_RECORDS SHOWN_.
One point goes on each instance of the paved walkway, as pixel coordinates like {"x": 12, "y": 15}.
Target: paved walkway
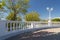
{"x": 46, "y": 34}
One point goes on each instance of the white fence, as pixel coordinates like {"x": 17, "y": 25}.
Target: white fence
{"x": 16, "y": 25}
{"x": 8, "y": 26}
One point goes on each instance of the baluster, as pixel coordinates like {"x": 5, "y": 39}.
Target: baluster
{"x": 10, "y": 25}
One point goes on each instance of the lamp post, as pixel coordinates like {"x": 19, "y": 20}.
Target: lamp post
{"x": 49, "y": 10}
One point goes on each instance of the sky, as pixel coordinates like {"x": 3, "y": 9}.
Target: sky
{"x": 41, "y": 5}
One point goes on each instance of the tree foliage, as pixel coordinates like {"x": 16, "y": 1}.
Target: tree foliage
{"x": 17, "y": 6}
{"x": 32, "y": 16}
{"x": 11, "y": 17}
{"x": 56, "y": 19}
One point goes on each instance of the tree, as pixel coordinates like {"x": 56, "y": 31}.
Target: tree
{"x": 11, "y": 17}
{"x": 17, "y": 6}
{"x": 56, "y": 19}
{"x": 32, "y": 16}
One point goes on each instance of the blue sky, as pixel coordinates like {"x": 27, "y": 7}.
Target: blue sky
{"x": 40, "y": 7}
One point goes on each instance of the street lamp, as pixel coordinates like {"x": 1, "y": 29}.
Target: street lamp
{"x": 49, "y": 10}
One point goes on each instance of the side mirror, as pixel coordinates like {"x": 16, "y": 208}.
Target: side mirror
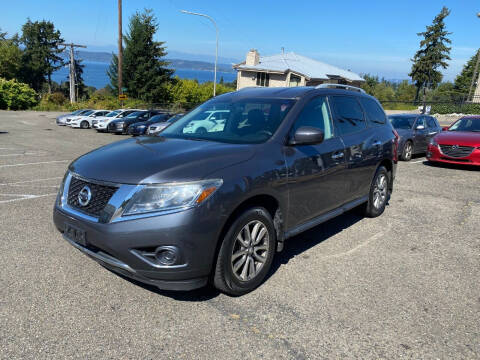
{"x": 307, "y": 135}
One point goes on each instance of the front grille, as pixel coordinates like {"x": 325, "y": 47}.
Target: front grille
{"x": 456, "y": 150}
{"x": 101, "y": 195}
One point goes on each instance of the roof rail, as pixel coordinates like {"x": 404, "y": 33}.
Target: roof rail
{"x": 339, "y": 86}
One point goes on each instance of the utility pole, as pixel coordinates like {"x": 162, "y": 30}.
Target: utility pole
{"x": 72, "y": 69}
{"x": 120, "y": 49}
{"x": 216, "y": 48}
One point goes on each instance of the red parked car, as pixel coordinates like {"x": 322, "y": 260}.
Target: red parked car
{"x": 457, "y": 144}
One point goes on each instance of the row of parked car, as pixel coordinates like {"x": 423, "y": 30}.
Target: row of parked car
{"x": 456, "y": 144}
{"x": 122, "y": 121}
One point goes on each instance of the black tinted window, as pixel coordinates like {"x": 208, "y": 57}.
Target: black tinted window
{"x": 373, "y": 111}
{"x": 348, "y": 114}
{"x": 316, "y": 114}
{"x": 431, "y": 122}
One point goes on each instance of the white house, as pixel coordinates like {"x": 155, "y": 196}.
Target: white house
{"x": 289, "y": 69}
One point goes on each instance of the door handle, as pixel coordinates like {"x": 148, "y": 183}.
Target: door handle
{"x": 337, "y": 156}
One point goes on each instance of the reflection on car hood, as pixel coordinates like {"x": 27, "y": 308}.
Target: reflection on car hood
{"x": 463, "y": 138}
{"x": 158, "y": 160}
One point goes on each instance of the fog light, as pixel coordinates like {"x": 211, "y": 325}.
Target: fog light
{"x": 166, "y": 255}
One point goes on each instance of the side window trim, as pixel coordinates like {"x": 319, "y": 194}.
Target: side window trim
{"x": 335, "y": 116}
{"x": 333, "y": 129}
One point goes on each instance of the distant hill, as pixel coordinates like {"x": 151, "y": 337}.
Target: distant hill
{"x": 106, "y": 57}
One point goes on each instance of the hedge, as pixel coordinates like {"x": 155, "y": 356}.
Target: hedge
{"x": 15, "y": 95}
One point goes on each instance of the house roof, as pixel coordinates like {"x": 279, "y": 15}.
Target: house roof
{"x": 312, "y": 69}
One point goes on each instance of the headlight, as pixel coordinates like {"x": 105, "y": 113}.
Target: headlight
{"x": 175, "y": 196}
{"x": 60, "y": 190}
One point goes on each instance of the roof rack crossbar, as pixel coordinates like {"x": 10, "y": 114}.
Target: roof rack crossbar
{"x": 339, "y": 86}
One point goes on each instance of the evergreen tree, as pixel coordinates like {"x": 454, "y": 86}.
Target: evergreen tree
{"x": 112, "y": 73}
{"x": 464, "y": 80}
{"x": 145, "y": 72}
{"x": 433, "y": 54}
{"x": 41, "y": 55}
{"x": 10, "y": 57}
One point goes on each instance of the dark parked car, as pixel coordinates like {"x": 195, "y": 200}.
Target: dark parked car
{"x": 415, "y": 132}
{"x": 158, "y": 125}
{"x": 183, "y": 208}
{"x": 120, "y": 126}
{"x": 140, "y": 128}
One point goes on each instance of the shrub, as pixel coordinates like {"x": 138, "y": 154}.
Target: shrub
{"x": 469, "y": 108}
{"x": 15, "y": 95}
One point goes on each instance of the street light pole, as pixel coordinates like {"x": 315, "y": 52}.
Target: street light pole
{"x": 216, "y": 48}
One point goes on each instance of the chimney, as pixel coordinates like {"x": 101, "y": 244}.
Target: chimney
{"x": 253, "y": 58}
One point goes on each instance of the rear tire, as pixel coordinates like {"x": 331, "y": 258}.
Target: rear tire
{"x": 407, "y": 151}
{"x": 378, "y": 195}
{"x": 246, "y": 253}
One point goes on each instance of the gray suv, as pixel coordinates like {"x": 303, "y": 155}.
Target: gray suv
{"x": 186, "y": 208}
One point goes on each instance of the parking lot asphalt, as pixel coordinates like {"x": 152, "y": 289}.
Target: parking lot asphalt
{"x": 403, "y": 285}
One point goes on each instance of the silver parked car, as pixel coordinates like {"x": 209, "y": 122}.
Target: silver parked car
{"x": 62, "y": 119}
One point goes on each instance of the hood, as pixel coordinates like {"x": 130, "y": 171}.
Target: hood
{"x": 404, "y": 133}
{"x": 158, "y": 160}
{"x": 463, "y": 138}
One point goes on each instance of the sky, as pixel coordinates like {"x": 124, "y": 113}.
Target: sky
{"x": 376, "y": 37}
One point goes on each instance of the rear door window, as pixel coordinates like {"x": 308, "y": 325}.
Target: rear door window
{"x": 374, "y": 113}
{"x": 349, "y": 117}
{"x": 316, "y": 114}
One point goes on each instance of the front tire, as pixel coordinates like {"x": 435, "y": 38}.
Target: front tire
{"x": 379, "y": 194}
{"x": 246, "y": 253}
{"x": 407, "y": 152}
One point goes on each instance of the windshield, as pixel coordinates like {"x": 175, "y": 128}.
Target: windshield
{"x": 112, "y": 114}
{"x": 245, "y": 121}
{"x": 136, "y": 113}
{"x": 466, "y": 124}
{"x": 402, "y": 122}
{"x": 158, "y": 118}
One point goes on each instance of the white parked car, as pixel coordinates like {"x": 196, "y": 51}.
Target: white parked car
{"x": 207, "y": 121}
{"x": 156, "y": 127}
{"x": 101, "y": 123}
{"x": 72, "y": 117}
{"x": 85, "y": 122}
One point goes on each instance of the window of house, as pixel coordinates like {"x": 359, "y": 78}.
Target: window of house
{"x": 294, "y": 80}
{"x": 263, "y": 79}
{"x": 349, "y": 116}
{"x": 375, "y": 114}
{"x": 316, "y": 114}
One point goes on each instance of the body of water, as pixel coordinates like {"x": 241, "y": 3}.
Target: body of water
{"x": 95, "y": 74}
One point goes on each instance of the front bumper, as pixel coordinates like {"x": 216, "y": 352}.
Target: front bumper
{"x": 121, "y": 243}
{"x": 434, "y": 154}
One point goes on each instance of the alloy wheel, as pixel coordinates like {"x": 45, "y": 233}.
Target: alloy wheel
{"x": 250, "y": 250}
{"x": 380, "y": 191}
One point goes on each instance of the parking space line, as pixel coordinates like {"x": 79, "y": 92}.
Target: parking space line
{"x": 29, "y": 181}
{"x": 23, "y": 197}
{"x": 37, "y": 163}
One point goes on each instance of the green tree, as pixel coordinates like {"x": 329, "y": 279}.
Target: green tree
{"x": 145, "y": 72}
{"x": 16, "y": 96}
{"x": 41, "y": 55}
{"x": 10, "y": 57}
{"x": 405, "y": 92}
{"x": 112, "y": 73}
{"x": 432, "y": 55}
{"x": 464, "y": 80}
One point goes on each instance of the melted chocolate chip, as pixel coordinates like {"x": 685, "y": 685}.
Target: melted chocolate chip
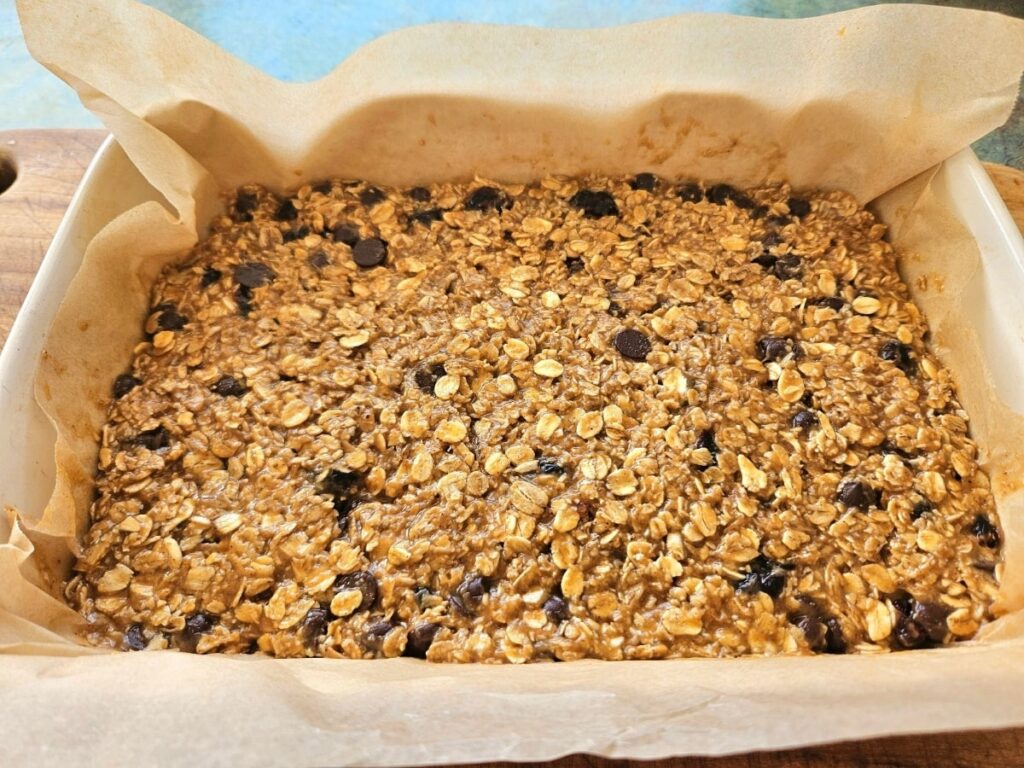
{"x": 632, "y": 344}
{"x": 595, "y": 204}
{"x": 857, "y": 495}
{"x": 210, "y": 275}
{"x": 485, "y": 199}
{"x": 154, "y": 439}
{"x": 986, "y": 534}
{"x": 124, "y": 384}
{"x": 363, "y": 581}
{"x": 370, "y": 252}
{"x": 420, "y": 638}
{"x": 133, "y": 638}
{"x": 646, "y": 181}
{"x": 254, "y": 274}
{"x": 228, "y": 386}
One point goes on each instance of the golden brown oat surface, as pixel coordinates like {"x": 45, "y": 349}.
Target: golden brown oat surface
{"x": 609, "y": 418}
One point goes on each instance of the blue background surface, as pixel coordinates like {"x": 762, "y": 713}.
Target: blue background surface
{"x": 299, "y": 40}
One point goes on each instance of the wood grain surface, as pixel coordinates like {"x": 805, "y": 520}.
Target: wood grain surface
{"x": 49, "y": 165}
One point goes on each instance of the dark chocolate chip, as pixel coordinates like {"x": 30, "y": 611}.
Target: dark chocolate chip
{"x": 171, "y": 320}
{"x": 210, "y": 275}
{"x": 772, "y": 348}
{"x": 986, "y": 534}
{"x": 921, "y": 508}
{"x": 345, "y": 233}
{"x": 313, "y": 624}
{"x": 427, "y": 376}
{"x": 485, "y": 199}
{"x": 228, "y": 386}
{"x": 804, "y": 420}
{"x": 253, "y": 274}
{"x": 370, "y": 252}
{"x": 286, "y": 211}
{"x": 318, "y": 259}
{"x": 632, "y": 344}
{"x": 787, "y": 267}
{"x": 833, "y": 302}
{"x": 646, "y": 181}
{"x": 595, "y": 204}
{"x": 154, "y": 439}
{"x": 199, "y": 624}
{"x": 363, "y": 581}
{"x": 858, "y": 495}
{"x": 898, "y": 353}
{"x": 426, "y": 217}
{"x": 371, "y": 196}
{"x": 124, "y": 384}
{"x": 550, "y": 466}
{"x": 557, "y": 609}
{"x": 133, "y": 638}
{"x": 690, "y": 193}
{"x": 799, "y": 207}
{"x": 420, "y": 638}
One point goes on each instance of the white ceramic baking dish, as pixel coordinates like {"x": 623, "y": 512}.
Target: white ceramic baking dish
{"x": 112, "y": 184}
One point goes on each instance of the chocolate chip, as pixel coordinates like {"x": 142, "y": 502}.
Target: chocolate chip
{"x": 371, "y": 196}
{"x": 171, "y": 320}
{"x": 318, "y": 259}
{"x": 799, "y": 207}
{"x": 363, "y": 581}
{"x": 286, "y": 211}
{"x": 154, "y": 439}
{"x": 426, "y": 217}
{"x": 253, "y": 274}
{"x": 469, "y": 594}
{"x": 721, "y": 194}
{"x": 133, "y": 638}
{"x": 772, "y": 348}
{"x": 210, "y": 275}
{"x": 549, "y": 466}
{"x": 245, "y": 204}
{"x": 313, "y": 624}
{"x": 199, "y": 624}
{"x": 595, "y": 204}
{"x": 833, "y": 302}
{"x": 898, "y": 353}
{"x": 228, "y": 386}
{"x": 646, "y": 181}
{"x": 921, "y": 508}
{"x": 345, "y": 233}
{"x": 297, "y": 233}
{"x": 557, "y": 609}
{"x": 244, "y": 298}
{"x": 987, "y": 535}
{"x": 420, "y": 638}
{"x": 857, "y": 495}
{"x": 787, "y": 267}
{"x": 370, "y": 252}
{"x": 427, "y": 377}
{"x": 632, "y": 344}
{"x": 124, "y": 384}
{"x": 485, "y": 199}
{"x": 690, "y": 193}
{"x": 804, "y": 420}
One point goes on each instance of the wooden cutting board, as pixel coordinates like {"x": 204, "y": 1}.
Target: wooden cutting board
{"x": 48, "y": 166}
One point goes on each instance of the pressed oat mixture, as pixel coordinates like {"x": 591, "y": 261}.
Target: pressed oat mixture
{"x": 611, "y": 418}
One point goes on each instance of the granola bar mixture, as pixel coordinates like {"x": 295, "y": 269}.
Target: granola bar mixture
{"x": 607, "y": 418}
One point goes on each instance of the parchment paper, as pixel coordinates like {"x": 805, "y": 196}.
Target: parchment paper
{"x": 868, "y": 100}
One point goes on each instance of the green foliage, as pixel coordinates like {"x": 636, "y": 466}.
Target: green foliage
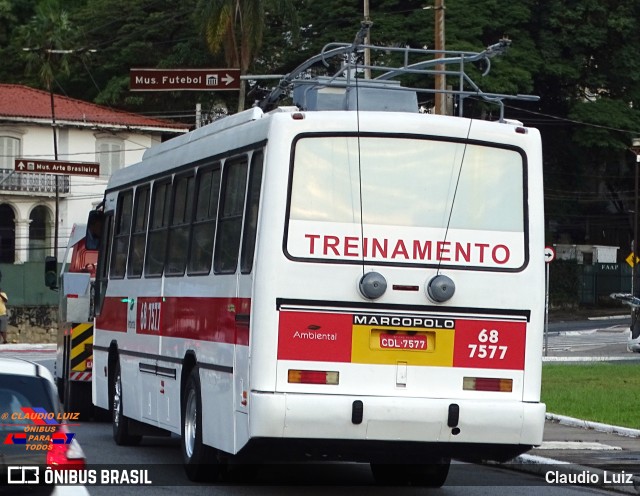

_PROBLEM TO SOLVE_. Rewrite the listing from the line with "One point goes on each instance of the parchment" through the end of the listing, both ends included, with the requests kept in. Shift every answer coordinate up by 102, leave the requests and their format samples unchanged, and leave out the pictures.

_THE RESPONSE_.
One point goes on each instance of the parchment paper, as pixel coordinates like {"x": 805, "y": 196}.
Target: parchment paper
{"x": 970, "y": 202}
One point goes on each instance of the green foliage, as pixel coordinates like {"x": 636, "y": 466}.
Target: green foliage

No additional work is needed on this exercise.